▸ Activity
Please print each record that follows precisely as it appears.

(Segmentation mask data)
= = =
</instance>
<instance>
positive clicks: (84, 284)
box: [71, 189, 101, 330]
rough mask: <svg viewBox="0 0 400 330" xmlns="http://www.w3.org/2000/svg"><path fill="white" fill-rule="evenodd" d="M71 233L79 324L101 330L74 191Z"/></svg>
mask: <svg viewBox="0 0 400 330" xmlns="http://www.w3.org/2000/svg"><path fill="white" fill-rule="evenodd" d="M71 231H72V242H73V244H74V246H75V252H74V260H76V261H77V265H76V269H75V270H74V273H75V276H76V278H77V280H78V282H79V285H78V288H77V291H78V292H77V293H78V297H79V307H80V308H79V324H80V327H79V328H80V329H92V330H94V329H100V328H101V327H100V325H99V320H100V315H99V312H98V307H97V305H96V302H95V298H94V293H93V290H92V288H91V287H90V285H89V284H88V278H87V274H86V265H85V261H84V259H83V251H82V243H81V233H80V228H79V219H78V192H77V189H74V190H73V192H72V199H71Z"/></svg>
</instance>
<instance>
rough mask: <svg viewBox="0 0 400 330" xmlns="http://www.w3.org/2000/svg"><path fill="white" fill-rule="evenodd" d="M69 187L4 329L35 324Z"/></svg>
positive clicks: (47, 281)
= = =
▸ Answer area
</instance>
<instance>
positive clicks: (84, 284)
box: [71, 189, 101, 330]
rough mask: <svg viewBox="0 0 400 330" xmlns="http://www.w3.org/2000/svg"><path fill="white" fill-rule="evenodd" d="M71 233L79 324L101 330L74 191Z"/></svg>
mask: <svg viewBox="0 0 400 330" xmlns="http://www.w3.org/2000/svg"><path fill="white" fill-rule="evenodd" d="M71 231H72V242H73V244H74V246H75V252H74V260H76V261H77V265H76V269H75V270H74V273H75V276H76V278H77V280H78V282H79V285H78V288H77V291H78V292H77V293H78V297H79V307H80V308H79V324H80V327H79V328H80V329H92V330H94V329H100V328H101V327H100V325H99V320H100V315H99V312H98V307H97V305H96V302H95V298H94V293H93V290H92V288H91V287H90V285H89V284H88V278H87V274H86V265H85V261H84V259H83V251H82V243H81V233H80V228H79V219H78V192H77V189H74V190H73V192H72V199H71Z"/></svg>
</instance>
<instance>
rough mask: <svg viewBox="0 0 400 330" xmlns="http://www.w3.org/2000/svg"><path fill="white" fill-rule="evenodd" d="M69 187L4 329L35 324Z"/></svg>
positive clicks: (47, 281)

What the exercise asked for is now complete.